Source data
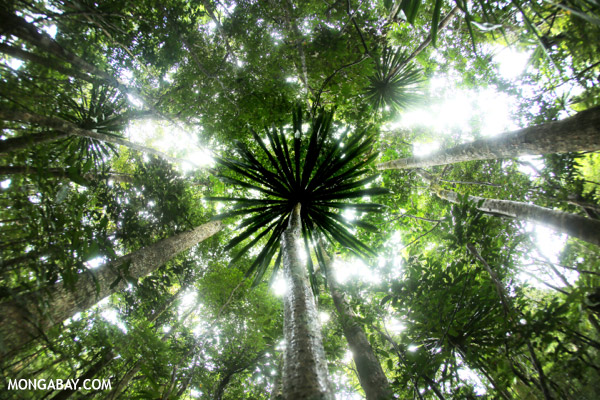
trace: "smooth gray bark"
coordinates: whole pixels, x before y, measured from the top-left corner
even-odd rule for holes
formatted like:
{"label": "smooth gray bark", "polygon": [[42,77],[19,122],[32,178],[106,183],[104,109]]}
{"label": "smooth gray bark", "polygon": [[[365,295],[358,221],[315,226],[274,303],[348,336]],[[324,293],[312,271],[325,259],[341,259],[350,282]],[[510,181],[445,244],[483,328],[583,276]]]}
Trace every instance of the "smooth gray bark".
{"label": "smooth gray bark", "polygon": [[54,325],[125,289],[125,276],[139,279],[150,274],[177,254],[214,235],[221,227],[220,221],[211,221],[82,273],[74,290],[58,282],[0,304],[0,354],[6,356],[18,351]]}
{"label": "smooth gray bark", "polygon": [[335,278],[331,276],[332,262],[329,255],[325,251],[322,251],[322,254],[326,264],[325,273],[327,274],[329,293],[338,312],[344,336],[346,336],[352,351],[360,385],[365,391],[367,400],[389,400],[393,398],[393,392],[381,368],[381,363],[375,355],[365,331],[356,322],[354,311],[344,298]]}
{"label": "smooth gray bark", "polygon": [[[105,135],[103,133],[94,132],[94,131],[90,131],[87,129],[82,129],[72,122],[65,121],[64,119],[57,118],[57,117],[46,117],[43,115],[39,115],[39,114],[27,112],[27,111],[0,109],[0,119],[5,120],[5,121],[19,121],[19,122],[26,122],[29,124],[42,125],[42,126],[45,126],[48,128],[52,128],[59,132],[63,132],[65,134],[67,134],[67,136],[79,136],[79,137],[85,137],[85,138],[90,138],[90,139],[96,139],[101,142],[118,144],[121,146],[129,147],[130,149],[133,149],[133,150],[141,151],[143,153],[153,154],[157,157],[164,158],[165,160],[168,160],[171,162],[186,161],[186,160],[182,160],[180,158],[171,157],[171,156],[163,153],[162,151],[154,150],[150,147],[142,146],[142,145],[130,142],[129,140],[125,140],[125,139],[117,137],[117,136]],[[63,136],[57,136],[56,139],[60,139],[62,137]],[[7,153],[9,151],[15,151],[15,150],[22,149],[23,143],[38,144],[38,143],[44,143],[44,142],[47,142],[50,140],[50,139],[48,139],[48,137],[46,135],[40,135],[40,134],[32,134],[29,136],[24,136],[22,138],[18,138],[18,139],[20,139],[18,142],[14,142],[15,139],[7,139],[7,140],[0,141],[0,150],[3,153]]]}
{"label": "smooth gray bark", "polygon": [[[429,172],[419,169],[417,174],[430,184],[435,184],[436,179]],[[439,188],[433,190],[441,199],[455,204],[460,203],[459,194],[456,192]],[[535,222],[557,232],[566,233],[569,236],[600,246],[600,220],[519,201],[487,199],[478,196],[468,196],[467,198],[475,203],[478,210],[485,213]]]}
{"label": "smooth gray bark", "polygon": [[515,158],[524,155],[596,151],[600,149],[600,107],[561,121],[531,126],[475,140],[423,157],[408,157],[377,165],[377,169],[426,168],[463,161]]}
{"label": "smooth gray bark", "polygon": [[[442,199],[459,203],[456,192],[438,190],[436,193]],[[468,199],[483,212],[536,222],[557,232],[600,246],[600,221],[598,220],[519,201],[486,199],[478,196],[469,196]],[[481,205],[479,202],[482,202]]]}
{"label": "smooth gray bark", "polygon": [[333,400],[317,307],[309,285],[307,268],[300,259],[300,231],[298,204],[281,237],[283,273],[287,284],[287,292],[283,297],[283,332],[286,342],[283,398]]}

What you will do
Everything in the records above except the pictures is to be reproduced word for word.

Final answer
trace: "smooth gray bark"
coordinates: whole pixels, x before y, measured from the top-left corner
even-odd rule for holes
formatted like:
{"label": "smooth gray bark", "polygon": [[42,77],[19,122],[32,178],[106,183],[104,109]]}
{"label": "smooth gray bark", "polygon": [[[365,295],[358,221],[315,226],[274,303],[348,336]],[[324,293],[312,271],[325,259],[341,259],[350,282]],[[510,181],[445,244],[483,328],[583,276]]]}
Trace every instance of the "smooth gray bark".
{"label": "smooth gray bark", "polygon": [[54,325],[125,289],[125,276],[139,279],[150,274],[177,254],[214,235],[221,227],[220,221],[211,221],[82,273],[74,290],[58,282],[0,304],[0,354],[6,356],[18,351]]}
{"label": "smooth gray bark", "polygon": [[335,278],[331,276],[332,262],[329,255],[325,251],[322,251],[322,254],[326,264],[325,273],[327,274],[329,293],[338,312],[344,336],[346,336],[352,351],[360,385],[365,391],[367,400],[389,400],[393,398],[393,392],[381,368],[381,363],[375,355],[365,331],[356,322],[354,311],[344,298]]}
{"label": "smooth gray bark", "polygon": [[[105,135],[103,133],[94,132],[94,131],[90,131],[87,129],[82,129],[72,122],[65,121],[64,119],[57,118],[57,117],[46,117],[43,115],[39,115],[39,114],[27,112],[27,111],[0,109],[0,119],[5,120],[5,121],[19,121],[19,122],[26,122],[29,124],[42,125],[42,126],[45,126],[48,128],[52,128],[59,132],[63,132],[65,134],[67,134],[67,136],[79,136],[79,137],[85,137],[85,138],[90,138],[90,139],[96,139],[101,142],[118,144],[121,146],[129,147],[130,149],[133,149],[133,150],[141,151],[143,153],[153,154],[157,157],[164,158],[165,160],[168,160],[171,162],[186,161],[186,160],[182,160],[180,158],[171,157],[171,156],[163,153],[162,151],[154,150],[150,147],[142,146],[142,145],[130,142],[129,140],[125,140],[125,139],[117,137],[117,136]],[[63,136],[57,136],[56,139],[60,139],[62,137]],[[7,153],[9,151],[15,151],[15,150],[22,149],[23,143],[38,144],[38,143],[44,143],[44,142],[47,142],[50,140],[50,139],[48,139],[48,137],[46,135],[40,135],[40,134],[32,134],[29,136],[24,136],[22,138],[18,138],[18,139],[20,139],[18,142],[14,142],[15,139],[7,139],[7,140],[0,141],[0,150],[3,153]]]}
{"label": "smooth gray bark", "polygon": [[[429,172],[419,169],[417,174],[430,184],[435,184],[436,179]],[[439,188],[433,190],[441,199],[455,204],[460,203],[459,194],[456,192]],[[535,222],[557,232],[566,233],[569,236],[600,246],[600,220],[519,201],[487,199],[478,196],[468,196],[467,198],[475,203],[478,210],[485,213]]]}
{"label": "smooth gray bark", "polygon": [[515,158],[524,155],[596,151],[600,149],[600,107],[561,121],[531,126],[475,140],[423,157],[408,157],[377,165],[377,169],[426,168],[463,161]]}
{"label": "smooth gray bark", "polygon": [[[442,199],[459,203],[456,192],[438,190],[436,193]],[[468,199],[483,212],[536,222],[557,232],[600,246],[600,221],[598,220],[519,201],[486,199],[478,196],[469,196]],[[481,205],[479,202],[482,202]]]}
{"label": "smooth gray bark", "polygon": [[333,400],[317,307],[309,285],[307,268],[300,259],[300,231],[298,204],[281,237],[283,273],[287,284],[287,292],[283,297],[283,332],[286,342],[283,398]]}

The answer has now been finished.